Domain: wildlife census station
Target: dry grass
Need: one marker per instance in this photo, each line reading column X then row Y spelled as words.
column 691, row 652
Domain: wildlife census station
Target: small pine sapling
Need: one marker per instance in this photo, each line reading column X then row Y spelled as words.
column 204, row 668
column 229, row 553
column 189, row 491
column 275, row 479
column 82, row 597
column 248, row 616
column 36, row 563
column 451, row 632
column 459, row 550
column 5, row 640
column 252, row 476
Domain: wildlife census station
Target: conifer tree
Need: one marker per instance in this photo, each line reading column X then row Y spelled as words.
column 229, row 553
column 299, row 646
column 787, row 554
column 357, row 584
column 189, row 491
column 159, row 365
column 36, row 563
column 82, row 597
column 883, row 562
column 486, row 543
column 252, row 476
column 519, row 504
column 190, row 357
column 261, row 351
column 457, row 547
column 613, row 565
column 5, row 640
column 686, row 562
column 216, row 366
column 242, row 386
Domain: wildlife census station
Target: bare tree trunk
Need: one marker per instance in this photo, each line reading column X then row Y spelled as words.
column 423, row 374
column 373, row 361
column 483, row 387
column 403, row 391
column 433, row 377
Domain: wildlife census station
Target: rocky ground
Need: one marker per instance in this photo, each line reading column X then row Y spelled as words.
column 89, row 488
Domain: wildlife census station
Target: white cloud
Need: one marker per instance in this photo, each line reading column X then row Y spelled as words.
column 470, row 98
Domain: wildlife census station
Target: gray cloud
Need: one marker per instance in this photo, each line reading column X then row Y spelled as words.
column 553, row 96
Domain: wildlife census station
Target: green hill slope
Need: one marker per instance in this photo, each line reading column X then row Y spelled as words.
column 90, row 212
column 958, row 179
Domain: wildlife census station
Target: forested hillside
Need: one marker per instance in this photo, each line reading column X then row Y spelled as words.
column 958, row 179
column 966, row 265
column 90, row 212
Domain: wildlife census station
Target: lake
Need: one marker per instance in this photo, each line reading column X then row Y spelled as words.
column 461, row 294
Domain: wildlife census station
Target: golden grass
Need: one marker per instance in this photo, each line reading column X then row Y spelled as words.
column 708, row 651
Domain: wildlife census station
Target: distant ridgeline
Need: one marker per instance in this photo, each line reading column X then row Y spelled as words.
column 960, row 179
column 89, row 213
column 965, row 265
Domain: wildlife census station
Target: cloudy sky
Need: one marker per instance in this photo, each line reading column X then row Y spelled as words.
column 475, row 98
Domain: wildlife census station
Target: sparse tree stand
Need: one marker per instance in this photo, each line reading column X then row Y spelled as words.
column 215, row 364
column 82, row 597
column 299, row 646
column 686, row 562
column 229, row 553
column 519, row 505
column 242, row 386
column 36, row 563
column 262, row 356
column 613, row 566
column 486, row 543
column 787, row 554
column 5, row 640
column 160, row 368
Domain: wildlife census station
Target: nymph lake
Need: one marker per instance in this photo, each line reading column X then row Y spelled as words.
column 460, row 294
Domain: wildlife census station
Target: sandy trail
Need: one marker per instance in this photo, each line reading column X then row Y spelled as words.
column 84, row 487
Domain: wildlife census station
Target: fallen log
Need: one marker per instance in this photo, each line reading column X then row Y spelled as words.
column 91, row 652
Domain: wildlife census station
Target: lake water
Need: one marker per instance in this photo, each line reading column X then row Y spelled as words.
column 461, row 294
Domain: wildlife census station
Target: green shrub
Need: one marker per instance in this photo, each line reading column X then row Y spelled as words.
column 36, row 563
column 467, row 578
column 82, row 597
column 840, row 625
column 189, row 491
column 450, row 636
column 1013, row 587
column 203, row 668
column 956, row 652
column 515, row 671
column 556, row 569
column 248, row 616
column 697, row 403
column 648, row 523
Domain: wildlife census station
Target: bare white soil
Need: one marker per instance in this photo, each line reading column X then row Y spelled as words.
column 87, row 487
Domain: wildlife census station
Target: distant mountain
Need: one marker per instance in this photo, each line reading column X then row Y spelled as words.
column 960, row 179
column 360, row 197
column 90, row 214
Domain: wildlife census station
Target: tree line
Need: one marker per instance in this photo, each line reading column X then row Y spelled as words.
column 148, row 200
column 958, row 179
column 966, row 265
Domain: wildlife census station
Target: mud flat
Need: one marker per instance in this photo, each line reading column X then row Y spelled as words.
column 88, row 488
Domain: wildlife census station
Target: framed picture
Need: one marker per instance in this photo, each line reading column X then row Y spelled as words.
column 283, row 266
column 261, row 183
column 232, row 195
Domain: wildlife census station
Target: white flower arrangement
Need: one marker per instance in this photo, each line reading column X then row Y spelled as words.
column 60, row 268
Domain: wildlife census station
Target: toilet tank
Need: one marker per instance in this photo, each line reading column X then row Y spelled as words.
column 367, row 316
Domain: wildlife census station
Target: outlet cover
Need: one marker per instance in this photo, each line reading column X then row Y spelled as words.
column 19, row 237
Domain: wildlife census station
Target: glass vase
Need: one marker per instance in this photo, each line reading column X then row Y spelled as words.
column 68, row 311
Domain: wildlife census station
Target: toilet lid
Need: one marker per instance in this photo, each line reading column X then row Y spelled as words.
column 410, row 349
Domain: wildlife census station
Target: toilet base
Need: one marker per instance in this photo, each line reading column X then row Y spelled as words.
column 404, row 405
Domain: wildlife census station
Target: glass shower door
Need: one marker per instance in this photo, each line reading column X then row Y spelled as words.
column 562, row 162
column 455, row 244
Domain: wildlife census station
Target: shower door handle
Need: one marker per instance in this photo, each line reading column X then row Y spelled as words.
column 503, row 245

───

TASK STATEMENT
Type the whole listing again, unaltered.

SOLVED PROBLEM
Domain: wildlife census station
Target: dry grass
Need: one marker per instance in this photo, each line reading column X then row Y spelled as words.
column 691, row 652
Domain: wildlife census station
Target: small pine sapling
Need: one marker per instance in this photo, each line reading column X then row Y spelled as words.
column 204, row 668
column 229, row 553
column 189, row 491
column 275, row 479
column 82, row 597
column 248, row 616
column 36, row 563
column 451, row 632
column 459, row 550
column 5, row 640
column 252, row 476
Domain: wildlife census station
Target: conifer tree
Need: one marker per instance in this photo, each line reading column X then row Y spelled as words.
column 229, row 553
column 299, row 646
column 787, row 554
column 357, row 584
column 189, row 491
column 159, row 365
column 36, row 563
column 82, row 597
column 883, row 562
column 486, row 543
column 252, row 476
column 519, row 504
column 190, row 357
column 261, row 351
column 457, row 547
column 613, row 565
column 5, row 640
column 686, row 562
column 216, row 366
column 242, row 386
Domain: wildlife census station
Target: bare tree trunk
Need: one marker per instance in this photo, each line reading column X then row Y spelled as words.
column 423, row 374
column 373, row 361
column 483, row 387
column 403, row 391
column 433, row 377
Domain: wildlife census station
Target: rocky ground
Need: one marker per instance in this photo, each line reading column X then row Y spelled as words.
column 89, row 488
Domain: wildlife census station
Target: white cloud
Need: one marker per instance in this photo, each line reading column X then row Y spelled as words.
column 470, row 98
Domain: wildlife census station
Target: gray cloud
Need: one marker per instance in this photo, each line reading column X then row Y spelled as words.
column 553, row 96
Domain: wildlife census station
Target: green hill slope
Need: one marker per instance in this photo, each line reading column X then row Y spelled as words.
column 90, row 212
column 958, row 179
Domain: wildlife census station
Target: forested hillside
Need: one marker per instance in this photo, each line reading column X then row Y spelled as words.
column 958, row 179
column 966, row 265
column 90, row 212
Domain: wildlife census station
Target: lake
Need: one marker per instance in this photo, each line reading column X then row Y spelled as words.
column 461, row 294
Domain: wildlife census station
Target: golden grass
Need: one marker per instance in this photo, each line reading column X then row Y spelled as words.
column 708, row 651
Domain: wildlife census station
Target: distant ridgeline
Need: one marker per instance in this photo, each line reading column X then row Y spelled as words.
column 960, row 179
column 89, row 213
column 965, row 265
Domain: wildlife census station
Target: cloudy sky
Need: one marker per instance in this photo, each line reading column X then row Y spelled as words.
column 475, row 98
Domain: wildlife census station
Target: sparse tree stand
Need: one marker per instance in this photo, each line reading column X then row Y spelled as words.
column 215, row 364
column 82, row 597
column 299, row 646
column 686, row 562
column 229, row 553
column 519, row 505
column 242, row 386
column 36, row 563
column 262, row 356
column 613, row 566
column 486, row 543
column 787, row 554
column 5, row 640
column 160, row 368
Domain: wildlife census station
Target: nymph lake
Need: one marker per instance in this photo, each line reading column X then row Y spelled as words.
column 460, row 294
Domain: wildlife census station
Target: sandy trail
Need: one marker per instance in this photo, each line reading column X then row Y spelled as words.
column 84, row 487
Domain: wildlife census station
Target: fallen log
Need: one marker per instance in this photo, each line reading column X then row Y spelled as words.
column 91, row 652
Domain: wildlife census station
Target: lake water
Need: one marker per instance in this photo, each line reading column X then row Y spelled as words.
column 461, row 294
Domain: wildlife census station
Target: green shrub
Need: one marker per instance in this photo, each line reading column X then row Y spelled as words.
column 36, row 563
column 467, row 578
column 82, row 597
column 840, row 625
column 189, row 491
column 450, row 636
column 1013, row 587
column 203, row 668
column 956, row 652
column 515, row 671
column 556, row 569
column 248, row 616
column 697, row 403
column 648, row 523
Domain: wildlife census station
Target: bare white soil
Need: one marker per instance in this photo, each line reading column X then row Y spelled as words.
column 87, row 487
Domain: wildlife census station
Target: distant mountain
Need: one marker per instance in this photo, each line reading column X then row Y spelled as words.
column 960, row 179
column 360, row 197
column 90, row 214
Domain: wildlife census station
Target: tree line
Need: one marker per instance in this photo, each line reading column X then row Y spelled as words.
column 148, row 200
column 958, row 179
column 966, row 265
Domain: wildlife census station
Target: mud flat
Need: one marker per instance in this photo, each line reading column X then row Y spelled as words.
column 88, row 488
Domain: wildlife census station
Target: framed picture
Need: one marker per instance in this photo, each line reading column X then row Y spelled as words.
column 283, row 266
column 261, row 183
column 232, row 195
Domain: wildlife census station
Target: white flower arrangement
Need: one marker per instance in this photo, each line reading column X then row Y spelled as words.
column 60, row 268
Domain: wildlife census station
Target: toilet tank
Need: one marker per instance in this photo, each line reading column X then row Y spelled as words.
column 367, row 316
Domain: wildlife census station
Target: outlet cover
Need: one marker per instance in this photo, each line reading column X then row Y spelled as words.
column 19, row 237
Domain: wildlife census station
Target: glass vase
Need: one marker per instance in this photo, each line reading column X then row Y spelled as words.
column 68, row 311
Domain: wildlife census station
Target: toilet lid
Need: one marker per instance in this photo, each line reading column X then row Y spelled as words.
column 410, row 349
Domain: wildlife census station
Target: toilet base
Need: one marker per instance in this photo, each line reading column X then row Y spelled as words.
column 404, row 405
Domain: wildlife census station
Target: glass shower door
Need: one marker per instance in this photo, each line reading column X then row Y spelled as words.
column 562, row 162
column 455, row 244
Domain: wildlife census station
Target: shower door handle
Need: one marker per instance in this photo, each line reading column X then row Y spelled as words.
column 503, row 245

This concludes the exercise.